— BEGIN EXCERPT TO READ —

A Little Transcendence Goes a Long Way [MILLION DOLLAR BABY & THE AVIATOR]

From the December 4, 2004 Chicago Reader. — J.R.

Million Dollar Baby

**** (Masterpiece)

Directed by Clint Eastwood

Written by Paul Haggis

With Eastwood, Morgan Freeman, Hilary Swank, Jay Baruchel, and Mike Colter

The Aviator

*** (A must-see)

Directed by Martin Scorsese

Written by John Logan

With Leonardo DiCaprio, Cate Blanchett, Alec Baldwin, Alan Alda, John C. Reilly, Kate Beckinsale, Adam Scott, and Ian Holm

Despite his grace and precision as a director, Clint Eastwood, like Martin Scorsese, is at the mercy of his scripts. But in Million Dollar Baby he’s got a terrific one, adapted by Paul Haggis from Rope Burns: Stories From the Corner.

This book was the first published work by Jerry Boyd, writing under the pseudonym F.X. Toole, after 40 years of rejection slips. Boyd had been a fight manager and “cut man,” the guy who stops boxers from bleeding so they can stay in the ring, and he was 70 when the book came out; he died two years later, just before completing his first novel. This movie is permeated by those 40 years of rejection, and the wisdom of age is evident in it as well. Henry Bumstead, the brilliant production designer who helped create the minimalist canvas   — he was art director on Hitchcock’s Vertigo (1958) and has been working for Eastwood since 1992 — will turn 90 in March, and Eastwood himself will be 75 a couple months later. All these years pay off in economy as well as observation.

— END EXCERPT TO READ —
— BEGIN DATA —

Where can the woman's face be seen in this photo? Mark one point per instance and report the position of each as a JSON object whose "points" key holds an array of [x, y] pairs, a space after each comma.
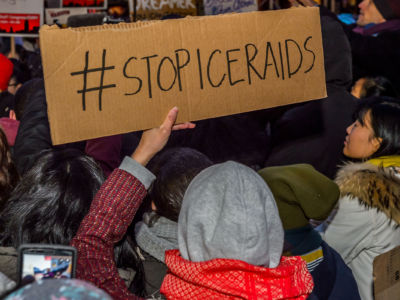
{"points": [[360, 141]]}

— END DATA —

◆ TASKS TO COMPLETE:
• a. Using the review of Million Dollar Baby and The Aviator, decide whether each statement agrees with it. Answer yes or no and quote the deciding words. (i) The Million Dollar Baby script was adapted from a book of stories. (ii) Jerry Boyd's book was published after 20 years of rejection slips. (iii) Henry Bumstead has been working for Eastwood since 1992.
• b. Reproduce word for word the stretch of the review from "Written by John" through "From the Corner.".

◆ RESPONSES IN ORDER:
• a.
(i) Yes: "adapted by Paul Haggis from Rope Burns: Stories From the Corner"
(ii) No: "after 40 years of rejection slips"
(iii) Yes: "has been working for Eastwood since 1992"

• b.
Written by John Logan

With Leonardo DiCaprio, Cate Blanchett, Alec Baldwin, Alan Alda, John C. Reilly, Kate Beckinsale, Adam Scott, and Ian Holm

Despite his grace and precision as a director, Clint Eastwood, like Martin Scorsese, is at the mercy of his scripts. But in Million Dollar Baby he’s got a terrific one, adapted by Paul Haggis from Rope Burns: Stories From the Corner.